This is really interesting. I can't believe this attention to detail isnt included in the $2000 people are paying to Audeze.


----------



## cleg

I've obtained the consent for drivers disassembly from headphones owner. Here are the photos of membrane



And now, the sad part. 

*Don't ever try to disassembly drivers. Also, don't try to unscrew the contacts, for example for rewiring.*

Contact spacers and screws are glued, so any attempt to unscrew them causes irreversible damage of contact pads. I've disassembled old versions of LCD-2, and they didn't have any glue, so I've assembled them back without problems. New LCD models have disposable drivers. 



Scratches near the contacts pads are from my attempts to get to aluminium and fix contacts. In this case it's impossible. Aluminium is under the polymer layer, so it's impossible to attach to wire.

This was the end of this modification attempt. LCD-3 surprised me a lot, so I've decided to share my observations, hope it will be useful.

Translator's note: Snorry will appreciate any feedback and can answer your questions, I'll translate them to him.


----------



## Mirininc

This is awful, it makes sense why I had to replace the left driver on my LCD-2 four times. I babied the heck out of them and they would always go out on me ~4-5 months after getting them back.


----------



## NzAudezey

This makes me sick to the stomach I've had to send mine back 2 times for failed drivers. Is this a recent thing or have they been doing this for a while?

Prompt 1: In the headphone driver thread, why does cleg warn against unscrewing the contacts? Answer in one to three sentences.
Prompt 2: Transcribe the part of the headphone driver thread that opens with the words containing "## Mirininc" and closes with "for a while?".
You can work without the rows.

(Excerpts from a detection dataset)
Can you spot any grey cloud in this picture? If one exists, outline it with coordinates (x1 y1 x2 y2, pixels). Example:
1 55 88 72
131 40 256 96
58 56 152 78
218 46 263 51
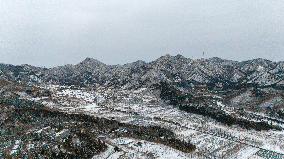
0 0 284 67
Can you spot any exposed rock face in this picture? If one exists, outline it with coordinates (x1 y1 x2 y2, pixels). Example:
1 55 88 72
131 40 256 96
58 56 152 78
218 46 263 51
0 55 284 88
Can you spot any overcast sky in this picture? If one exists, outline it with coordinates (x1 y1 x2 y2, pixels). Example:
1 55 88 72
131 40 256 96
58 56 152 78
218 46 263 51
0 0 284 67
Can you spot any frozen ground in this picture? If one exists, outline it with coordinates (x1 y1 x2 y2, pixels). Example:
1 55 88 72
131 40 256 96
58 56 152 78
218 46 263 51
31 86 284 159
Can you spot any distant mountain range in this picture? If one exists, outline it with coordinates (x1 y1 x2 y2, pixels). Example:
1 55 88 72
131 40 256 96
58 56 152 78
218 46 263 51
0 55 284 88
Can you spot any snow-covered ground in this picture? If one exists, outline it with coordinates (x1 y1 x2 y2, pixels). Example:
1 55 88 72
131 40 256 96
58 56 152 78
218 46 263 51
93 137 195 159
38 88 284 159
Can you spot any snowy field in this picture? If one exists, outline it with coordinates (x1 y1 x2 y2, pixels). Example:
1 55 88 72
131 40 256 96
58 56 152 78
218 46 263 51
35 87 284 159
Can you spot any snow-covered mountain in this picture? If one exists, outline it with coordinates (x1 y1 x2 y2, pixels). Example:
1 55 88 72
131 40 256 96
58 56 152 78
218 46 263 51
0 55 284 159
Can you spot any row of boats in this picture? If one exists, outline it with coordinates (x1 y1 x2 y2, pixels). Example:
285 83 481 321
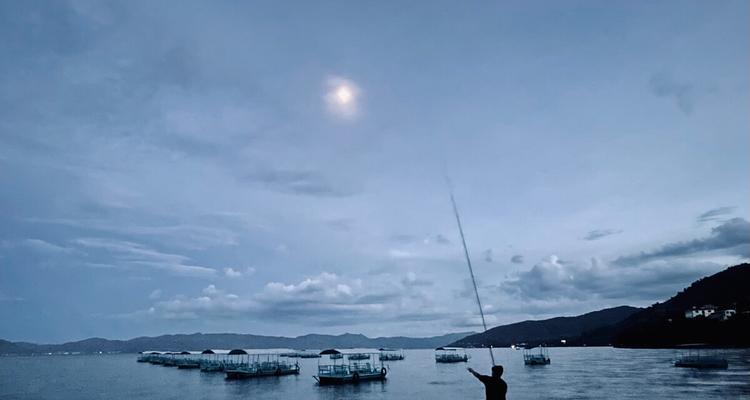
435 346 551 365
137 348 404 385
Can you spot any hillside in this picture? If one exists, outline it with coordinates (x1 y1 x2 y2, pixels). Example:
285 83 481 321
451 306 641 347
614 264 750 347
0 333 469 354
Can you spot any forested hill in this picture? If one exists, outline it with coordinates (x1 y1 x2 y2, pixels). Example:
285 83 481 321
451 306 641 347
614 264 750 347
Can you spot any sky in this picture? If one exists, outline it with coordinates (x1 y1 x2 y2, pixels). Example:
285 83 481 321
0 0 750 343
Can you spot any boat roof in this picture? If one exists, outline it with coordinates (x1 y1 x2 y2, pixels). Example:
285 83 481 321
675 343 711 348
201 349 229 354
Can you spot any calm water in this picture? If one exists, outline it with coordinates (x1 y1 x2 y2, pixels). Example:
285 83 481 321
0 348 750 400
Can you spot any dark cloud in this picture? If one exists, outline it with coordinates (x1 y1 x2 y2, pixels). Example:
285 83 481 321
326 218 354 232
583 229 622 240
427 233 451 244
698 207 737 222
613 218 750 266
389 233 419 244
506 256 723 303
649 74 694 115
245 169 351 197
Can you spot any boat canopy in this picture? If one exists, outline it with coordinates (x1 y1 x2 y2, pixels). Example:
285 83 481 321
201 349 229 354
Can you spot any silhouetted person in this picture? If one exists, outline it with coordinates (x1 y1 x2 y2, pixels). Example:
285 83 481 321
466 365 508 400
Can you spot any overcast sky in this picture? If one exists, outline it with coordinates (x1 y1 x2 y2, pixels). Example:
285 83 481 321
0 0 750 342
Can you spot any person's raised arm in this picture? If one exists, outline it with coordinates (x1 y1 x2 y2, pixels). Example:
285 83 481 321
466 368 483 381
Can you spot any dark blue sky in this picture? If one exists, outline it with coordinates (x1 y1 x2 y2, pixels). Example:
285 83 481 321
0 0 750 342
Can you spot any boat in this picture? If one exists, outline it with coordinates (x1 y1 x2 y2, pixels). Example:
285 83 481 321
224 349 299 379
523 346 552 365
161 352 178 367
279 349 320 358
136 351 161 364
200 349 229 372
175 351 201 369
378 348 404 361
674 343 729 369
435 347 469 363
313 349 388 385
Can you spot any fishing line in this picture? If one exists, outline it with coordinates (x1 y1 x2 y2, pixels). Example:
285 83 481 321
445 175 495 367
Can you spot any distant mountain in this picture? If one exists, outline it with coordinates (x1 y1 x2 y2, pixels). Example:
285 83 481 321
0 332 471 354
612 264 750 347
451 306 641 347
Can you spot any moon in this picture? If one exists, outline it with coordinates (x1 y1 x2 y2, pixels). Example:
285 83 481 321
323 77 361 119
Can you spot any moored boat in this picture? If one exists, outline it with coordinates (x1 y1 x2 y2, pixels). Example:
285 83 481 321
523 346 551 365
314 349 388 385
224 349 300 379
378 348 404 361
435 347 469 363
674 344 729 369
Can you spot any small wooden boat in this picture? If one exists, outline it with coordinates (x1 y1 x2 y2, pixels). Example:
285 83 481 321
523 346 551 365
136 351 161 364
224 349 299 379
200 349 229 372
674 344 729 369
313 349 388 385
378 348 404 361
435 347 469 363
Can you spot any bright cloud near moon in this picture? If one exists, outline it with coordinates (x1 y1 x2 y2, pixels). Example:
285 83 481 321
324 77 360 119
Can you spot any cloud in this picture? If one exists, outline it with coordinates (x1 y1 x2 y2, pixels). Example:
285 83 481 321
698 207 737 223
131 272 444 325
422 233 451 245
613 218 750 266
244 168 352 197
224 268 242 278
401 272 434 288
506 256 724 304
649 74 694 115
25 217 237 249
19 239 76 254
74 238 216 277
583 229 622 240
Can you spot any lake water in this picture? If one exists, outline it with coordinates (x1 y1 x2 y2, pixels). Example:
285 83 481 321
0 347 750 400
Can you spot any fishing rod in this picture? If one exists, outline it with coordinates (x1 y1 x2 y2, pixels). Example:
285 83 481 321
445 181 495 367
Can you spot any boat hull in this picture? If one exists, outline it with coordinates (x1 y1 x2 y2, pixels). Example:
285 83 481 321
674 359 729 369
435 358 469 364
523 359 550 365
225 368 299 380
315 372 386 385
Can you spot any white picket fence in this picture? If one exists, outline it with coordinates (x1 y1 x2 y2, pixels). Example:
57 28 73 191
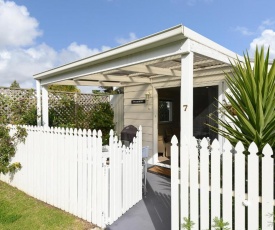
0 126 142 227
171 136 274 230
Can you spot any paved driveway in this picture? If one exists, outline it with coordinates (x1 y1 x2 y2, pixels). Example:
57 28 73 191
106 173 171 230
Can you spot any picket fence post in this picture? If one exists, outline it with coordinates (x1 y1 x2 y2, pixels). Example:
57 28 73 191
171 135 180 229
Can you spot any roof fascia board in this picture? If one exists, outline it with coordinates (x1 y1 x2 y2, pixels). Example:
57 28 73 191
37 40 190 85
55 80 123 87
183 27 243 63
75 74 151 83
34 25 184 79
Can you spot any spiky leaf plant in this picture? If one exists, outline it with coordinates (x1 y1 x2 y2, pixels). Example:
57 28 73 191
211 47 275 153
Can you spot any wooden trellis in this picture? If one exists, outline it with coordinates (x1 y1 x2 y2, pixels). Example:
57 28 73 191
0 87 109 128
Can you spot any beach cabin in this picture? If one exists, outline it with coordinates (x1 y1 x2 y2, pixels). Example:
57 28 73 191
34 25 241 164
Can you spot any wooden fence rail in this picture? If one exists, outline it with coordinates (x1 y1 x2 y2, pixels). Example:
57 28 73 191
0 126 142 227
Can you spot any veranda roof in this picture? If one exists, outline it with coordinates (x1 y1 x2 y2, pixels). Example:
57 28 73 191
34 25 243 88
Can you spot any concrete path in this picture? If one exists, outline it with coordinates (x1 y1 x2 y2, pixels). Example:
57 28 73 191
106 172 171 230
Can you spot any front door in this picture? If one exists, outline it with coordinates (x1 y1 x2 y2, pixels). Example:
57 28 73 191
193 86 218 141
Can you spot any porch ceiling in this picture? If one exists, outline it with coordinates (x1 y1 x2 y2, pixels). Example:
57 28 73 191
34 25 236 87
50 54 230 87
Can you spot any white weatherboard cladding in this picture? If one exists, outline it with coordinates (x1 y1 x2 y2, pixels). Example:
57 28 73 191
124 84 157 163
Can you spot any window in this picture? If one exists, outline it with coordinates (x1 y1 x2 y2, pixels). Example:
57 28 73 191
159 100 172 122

Expected answer 1: The contact spacers and screws are glued, so any attempt to unscrew them irreversibly damages the contact pads. Old versions of the LCD-2 had no glue and could be put back together, but the new LCD models have disposable drivers.

Expected answer 2:
## Mirininc

This is awful, it makes sense why I had to replace the left driver on my LCD-2 four times. I babied the heck out of them and they would always go out on me ~4-5 months after getting them back.


----------



## NzAudezey

This makes me sick to the stomach I've had to send mine back 2 times for failed drivers. Is this a recent thing or have they been doing this for a while?